## Begin DATA EXCERPTS
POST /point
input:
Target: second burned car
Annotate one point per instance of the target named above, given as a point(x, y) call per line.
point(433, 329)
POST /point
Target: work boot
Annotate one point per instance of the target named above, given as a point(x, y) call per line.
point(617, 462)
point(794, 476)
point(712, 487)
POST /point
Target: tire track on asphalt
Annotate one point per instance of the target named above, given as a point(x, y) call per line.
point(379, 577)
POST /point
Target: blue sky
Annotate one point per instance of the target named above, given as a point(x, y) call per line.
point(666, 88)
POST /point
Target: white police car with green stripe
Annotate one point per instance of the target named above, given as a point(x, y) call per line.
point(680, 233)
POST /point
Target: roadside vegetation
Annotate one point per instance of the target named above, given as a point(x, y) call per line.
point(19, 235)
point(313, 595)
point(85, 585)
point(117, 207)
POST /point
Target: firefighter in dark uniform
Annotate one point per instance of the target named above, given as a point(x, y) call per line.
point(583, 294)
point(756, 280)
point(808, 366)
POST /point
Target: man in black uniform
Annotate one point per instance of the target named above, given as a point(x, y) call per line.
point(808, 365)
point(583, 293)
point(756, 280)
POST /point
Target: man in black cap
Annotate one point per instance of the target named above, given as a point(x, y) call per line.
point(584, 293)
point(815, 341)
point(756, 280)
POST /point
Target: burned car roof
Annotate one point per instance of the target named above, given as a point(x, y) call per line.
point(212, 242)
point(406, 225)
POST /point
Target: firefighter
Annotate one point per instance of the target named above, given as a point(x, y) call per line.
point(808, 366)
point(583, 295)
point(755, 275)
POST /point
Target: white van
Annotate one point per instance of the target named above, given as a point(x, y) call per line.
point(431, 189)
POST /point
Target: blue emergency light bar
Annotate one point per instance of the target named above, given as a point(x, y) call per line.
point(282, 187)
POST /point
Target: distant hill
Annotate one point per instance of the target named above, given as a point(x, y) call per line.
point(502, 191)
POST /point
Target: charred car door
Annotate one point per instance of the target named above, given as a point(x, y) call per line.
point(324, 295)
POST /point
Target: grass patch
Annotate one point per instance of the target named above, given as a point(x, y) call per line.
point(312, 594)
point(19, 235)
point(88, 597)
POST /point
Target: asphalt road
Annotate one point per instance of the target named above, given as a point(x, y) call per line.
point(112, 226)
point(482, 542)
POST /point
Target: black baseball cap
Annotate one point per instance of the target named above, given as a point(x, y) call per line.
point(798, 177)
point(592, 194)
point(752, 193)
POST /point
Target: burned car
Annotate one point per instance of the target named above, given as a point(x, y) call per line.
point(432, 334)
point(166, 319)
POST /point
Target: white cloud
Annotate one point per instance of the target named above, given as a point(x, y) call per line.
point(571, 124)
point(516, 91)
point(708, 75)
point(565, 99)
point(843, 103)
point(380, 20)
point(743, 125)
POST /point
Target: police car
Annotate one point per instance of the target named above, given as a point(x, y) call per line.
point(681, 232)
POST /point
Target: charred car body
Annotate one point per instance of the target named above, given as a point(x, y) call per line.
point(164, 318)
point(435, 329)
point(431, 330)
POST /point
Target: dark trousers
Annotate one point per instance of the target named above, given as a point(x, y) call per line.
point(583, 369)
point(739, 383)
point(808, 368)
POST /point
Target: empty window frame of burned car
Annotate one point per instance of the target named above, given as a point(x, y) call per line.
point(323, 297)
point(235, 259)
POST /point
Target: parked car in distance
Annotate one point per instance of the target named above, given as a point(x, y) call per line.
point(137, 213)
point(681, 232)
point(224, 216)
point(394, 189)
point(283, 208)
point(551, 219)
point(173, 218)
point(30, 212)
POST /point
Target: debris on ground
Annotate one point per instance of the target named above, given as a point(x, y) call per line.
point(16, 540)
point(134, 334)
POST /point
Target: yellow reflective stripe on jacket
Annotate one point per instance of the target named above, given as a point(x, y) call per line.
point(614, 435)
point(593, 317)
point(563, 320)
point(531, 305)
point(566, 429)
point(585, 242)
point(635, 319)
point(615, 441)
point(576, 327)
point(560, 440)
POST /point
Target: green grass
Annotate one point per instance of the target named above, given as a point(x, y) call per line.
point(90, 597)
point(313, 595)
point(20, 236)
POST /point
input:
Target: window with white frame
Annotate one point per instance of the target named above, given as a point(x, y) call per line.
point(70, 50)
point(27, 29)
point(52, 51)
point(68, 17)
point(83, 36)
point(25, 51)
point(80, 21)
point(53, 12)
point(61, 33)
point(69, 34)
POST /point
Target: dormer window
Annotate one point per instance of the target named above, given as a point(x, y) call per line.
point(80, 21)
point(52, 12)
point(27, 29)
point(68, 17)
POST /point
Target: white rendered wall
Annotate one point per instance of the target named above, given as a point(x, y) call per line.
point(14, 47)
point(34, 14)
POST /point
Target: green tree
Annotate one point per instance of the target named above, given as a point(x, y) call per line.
## End DATA EXCERPTS
GIVEN PROBLEM:
Revise the data above so that every "Annotate" becomes "Mark", with all other text kept the same.

OUTPUT BELOW:
POST /point
input:
Target: second burned car
Mark one point per instance of the target named above, given as a point(x, y) call per line.
point(433, 329)
POST /point
Target: work boot
Mark one point per instance of the target named above, given as a point(x, y) call per line.
point(617, 462)
point(794, 476)
point(712, 487)
POST /point
Target: tire track on asphalt
Mark one point per instance of the target named above, given as a point(x, y) call per line.
point(379, 577)
POST /point
Target: blue sky
Mark one point per instance of the target named above, given as a point(x, y) call per line.
point(666, 88)
POST /point
Target: white police car with green stripe
Mark one point per instance of the target named above, given as a point(x, y) call per line.
point(680, 233)
POST /point
Target: roadside vegetation
Mark one point per instance of the target named above, given as a point(x, y) call per line.
point(19, 235)
point(313, 595)
point(85, 585)
point(117, 207)
POST /point
Target: firefighter in dark uniform
Mark one point per instance of the target named above, given as a point(x, y) call per line.
point(583, 294)
point(756, 280)
point(808, 366)
POST /point
Target: man in black uniform
Mark one point per instance of the target named above, given as a point(x, y) call per line.
point(808, 365)
point(583, 293)
point(756, 280)
POST /point
Target: man in black cap
Mark one point per instance of the target named above, given as a point(x, y) call per line.
point(584, 293)
point(815, 341)
point(756, 280)
POST /point
Target: burned car roof
Mark one point per instance of the target named above, given as a point(x, y) call per line.
point(212, 242)
point(406, 225)
POST /point
Target: firefighter
Mark one point per instance of the target named above, given as a point(x, y) call per line.
point(808, 366)
point(583, 295)
point(755, 275)
POST /point
Target: white van
Mark one point per instance of the target named above, given as a point(x, y) call per line.
point(431, 189)
POST /point
Target: blue emergency light bar
Mark one point per instance of the target named above, given as a point(x, y) call per line.
point(282, 187)
POST /point
Target: distant hill
Mark one point per instance of the target named above, given as a point(x, y) call per line.
point(502, 191)
POST /point
Target: charred car door
Mark one point per instance of the target named above, given as a point(x, y) call per line.
point(324, 295)
POST /point
Target: grass patch
Mark one point per instance of the target named above, given as a point(x, y) call per line.
point(312, 594)
point(19, 235)
point(88, 597)
POST /point
Target: asphalt road
Mark one point per instance of the target named above, given as a point(x, y) call per line.
point(112, 226)
point(482, 542)
POST /point
Target: black baseball cap
Mark one point per instance of the target named above, given as a point(x, y) call per line.
point(798, 177)
point(592, 194)
point(752, 193)
POST /point
Target: burned car
Mark one point per instance of the target named above, given as a point(x, y) call per line.
point(432, 334)
point(166, 319)
POST /point
Target: white cloud
Mark one point per instance of the target named above, given as a point(x, y) call per line.
point(571, 124)
point(516, 91)
point(708, 75)
point(565, 99)
point(843, 103)
point(380, 20)
point(743, 125)
POST /point
Target: police car
Mark one point per instance of the target named above, given as a point(x, y) call per line.
point(681, 232)
POST /point
Target: charred car body
Mark one point per instance of the target named above, given as a point(x, y) call per line.
point(164, 318)
point(435, 329)
point(431, 330)
POST /point
Target: dark trousers
Mark one point per instance of the target named above, given as a point(x, y) call per line.
point(583, 369)
point(739, 383)
point(808, 368)
POST /point
Target: empty window frame of burned car
Mark one point per instance of the target named above, given as a point(x, y) call per line.
point(323, 297)
point(235, 259)
POST /point
Target: parked car in distance
Mark one point per instance of the target named above, given as a point(x, y) call per line.
point(137, 213)
point(681, 232)
point(224, 216)
point(394, 189)
point(283, 208)
point(551, 219)
point(173, 218)
point(30, 212)
POST /point
Target: debris on ground
Mark one point per instance of the target named above, given as a point(x, y) call per line.
point(16, 540)
point(134, 334)
POST /point
Target: yellow reflective stripe on jacket
Mark one point per instance of the target named above, given as a point(x, y) call per line.
point(614, 435)
point(593, 317)
point(563, 320)
point(531, 305)
point(566, 429)
point(585, 242)
point(635, 319)
point(615, 441)
point(576, 327)
point(560, 440)
POST /point
Target: green grass
Mark one point per instance of the target named above, given as a point(x, y) call per line.
point(90, 597)
point(313, 595)
point(20, 236)
POST /point
input:
Target: window with white frame
Mark one point per instance of the target named above, given as a point(x, y) call per line.
point(70, 50)
point(27, 29)
point(52, 51)
point(68, 17)
point(83, 36)
point(25, 51)
point(80, 21)
point(53, 12)
point(61, 33)
point(69, 34)
POST /point
Target: dormer window
Mark one point per instance of the target named above, given as a point(x, y) call per line.
point(80, 21)
point(52, 12)
point(27, 29)
point(68, 17)
POST /point
Target: white rendered wall
Mark one point per instance of the target named above, given as a point(x, y) call per line.
point(14, 47)
point(34, 14)
POST /point
Target: green tree
Mark one point per instance of the target named above, given as a point(x, y) call per line.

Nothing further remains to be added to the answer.